### TASK STATEMENT
Reproduce the lines below word for word, omitting the pictures.

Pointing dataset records

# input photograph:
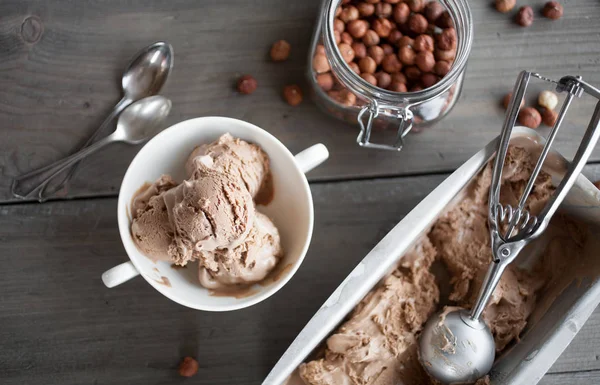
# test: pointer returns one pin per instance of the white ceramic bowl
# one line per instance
(291, 209)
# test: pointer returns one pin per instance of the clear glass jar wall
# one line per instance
(390, 63)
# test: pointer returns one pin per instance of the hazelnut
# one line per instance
(390, 64)
(549, 117)
(530, 117)
(401, 12)
(425, 61)
(360, 50)
(383, 10)
(525, 16)
(387, 49)
(349, 13)
(383, 27)
(428, 79)
(358, 28)
(433, 11)
(367, 65)
(398, 87)
(292, 95)
(406, 41)
(369, 78)
(383, 79)
(412, 73)
(506, 101)
(376, 52)
(280, 50)
(442, 67)
(320, 63)
(445, 20)
(325, 81)
(407, 55)
(188, 367)
(365, 9)
(354, 67)
(339, 25)
(505, 5)
(347, 38)
(423, 43)
(552, 10)
(440, 54)
(417, 23)
(371, 38)
(447, 39)
(246, 85)
(416, 5)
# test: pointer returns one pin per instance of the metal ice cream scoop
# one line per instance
(456, 346)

### RESPONSE
# input photograph:
# test: pointer returns one pin per instance of the white ceramic bowl
# one line per instance
(291, 209)
# test: pointer returns one pin per instance of the clear glass jar wall
# one line per instance
(390, 63)
# test: pointer returns one pin per instance of the hazelnut
# one line per instance
(390, 64)
(549, 117)
(530, 117)
(401, 12)
(425, 61)
(360, 50)
(383, 10)
(525, 16)
(387, 49)
(349, 13)
(383, 27)
(428, 79)
(358, 28)
(433, 11)
(367, 65)
(398, 87)
(292, 95)
(406, 41)
(369, 78)
(383, 79)
(412, 73)
(506, 101)
(376, 52)
(280, 50)
(442, 67)
(320, 63)
(445, 20)
(325, 81)
(407, 55)
(188, 367)
(365, 9)
(354, 67)
(339, 25)
(505, 5)
(347, 38)
(423, 43)
(552, 10)
(440, 54)
(417, 23)
(371, 38)
(447, 39)
(246, 85)
(416, 5)
# test: pointer returns one pin per instance of the metal ice cream scoop
# one line per instance
(456, 346)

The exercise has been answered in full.